Yapılacak iş => "Would you mind pointing out the yellow" ifadesini içeren satırdan başlayıp kayıtların sonuna kadar uzanan kayıtları, her iki uç dahil, "metin" ve "cevap" adlı iki sütunu olan bir CSV olarak çıkar. Her istek için bir satır yaz; metin ve cevap ayrı ayrı tek bir tırnaklı alanda yer alsın, satır sonları boşluğa çevrilsin.

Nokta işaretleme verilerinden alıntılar

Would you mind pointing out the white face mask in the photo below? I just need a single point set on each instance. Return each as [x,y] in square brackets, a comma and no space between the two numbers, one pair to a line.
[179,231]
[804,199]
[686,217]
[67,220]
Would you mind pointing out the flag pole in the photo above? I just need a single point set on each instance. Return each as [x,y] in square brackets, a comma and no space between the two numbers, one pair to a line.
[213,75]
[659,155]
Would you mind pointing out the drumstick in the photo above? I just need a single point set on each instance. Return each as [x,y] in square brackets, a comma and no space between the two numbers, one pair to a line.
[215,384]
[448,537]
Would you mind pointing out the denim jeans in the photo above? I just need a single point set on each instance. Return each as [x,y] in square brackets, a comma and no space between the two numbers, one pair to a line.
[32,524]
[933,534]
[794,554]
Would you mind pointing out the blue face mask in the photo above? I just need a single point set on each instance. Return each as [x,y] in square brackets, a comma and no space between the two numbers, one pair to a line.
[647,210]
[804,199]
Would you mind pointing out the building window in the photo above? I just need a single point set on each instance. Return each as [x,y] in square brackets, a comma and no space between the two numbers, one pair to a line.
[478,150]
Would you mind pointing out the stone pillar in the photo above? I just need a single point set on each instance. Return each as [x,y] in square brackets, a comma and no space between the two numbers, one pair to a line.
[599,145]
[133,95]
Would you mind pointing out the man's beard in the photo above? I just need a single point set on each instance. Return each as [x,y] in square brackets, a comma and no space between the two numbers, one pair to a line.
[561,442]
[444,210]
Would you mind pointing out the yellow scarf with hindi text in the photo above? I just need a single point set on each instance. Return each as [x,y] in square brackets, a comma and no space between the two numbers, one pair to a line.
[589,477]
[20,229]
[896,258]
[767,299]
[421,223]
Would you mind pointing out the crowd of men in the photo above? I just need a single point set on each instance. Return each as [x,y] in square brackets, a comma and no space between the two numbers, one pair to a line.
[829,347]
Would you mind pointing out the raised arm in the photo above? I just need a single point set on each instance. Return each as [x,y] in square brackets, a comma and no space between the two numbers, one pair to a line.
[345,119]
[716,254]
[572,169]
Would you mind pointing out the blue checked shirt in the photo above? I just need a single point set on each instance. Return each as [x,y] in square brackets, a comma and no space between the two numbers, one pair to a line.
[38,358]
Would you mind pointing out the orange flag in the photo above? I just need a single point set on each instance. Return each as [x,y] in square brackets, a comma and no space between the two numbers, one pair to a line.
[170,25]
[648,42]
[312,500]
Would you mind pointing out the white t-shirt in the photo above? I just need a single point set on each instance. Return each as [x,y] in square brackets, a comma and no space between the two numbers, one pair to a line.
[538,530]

Görevin sonucu =>
metin,cevap
"Would you mind pointing out the yellow scarf with hindi text in the photo above? I just need a single point set on each instance. Return each as [x,y] in square brackets, a comma and no space between the two numbers, one pair to a line.","[589,477] [20,229] [896,258] [767,299] [421,223]"
"Would you mind pointing out the crowd of men in the photo above? I just need a single point set on each instance. Return each as [x,y] in square brackets, a comma and no space between the two numbers, one pair to a line.","[829,347]"
"Would you mind pointing out the raised arm in the photo above? I just need a single point set on each instance. Return each as [x,y] in square brackets, a comma and no space between the two numbers, one pair to a line.","[345,119] [716,254] [572,169]"
"Would you mind pointing out the blue checked shirt in the photo above? I just need a single point set on each instance. Return each as [x,y] in square brackets, a comma and no space between the two numbers, one pair to a line.","[38,358]"
"Would you mind pointing out the orange flag in the photo above? I just need a single point set on each instance. Return each as [x,y] in square brackets, a comma and no space between the two numbers, one pair to a line.","[170,25] [648,42] [312,500]"
"Would you mind pointing out the white t-shirt in the photo above? I just need a single point set on each instance. Return each as [x,y] in square brackets, a comma and no space between the two numbers, one pair to a line.","[538,530]"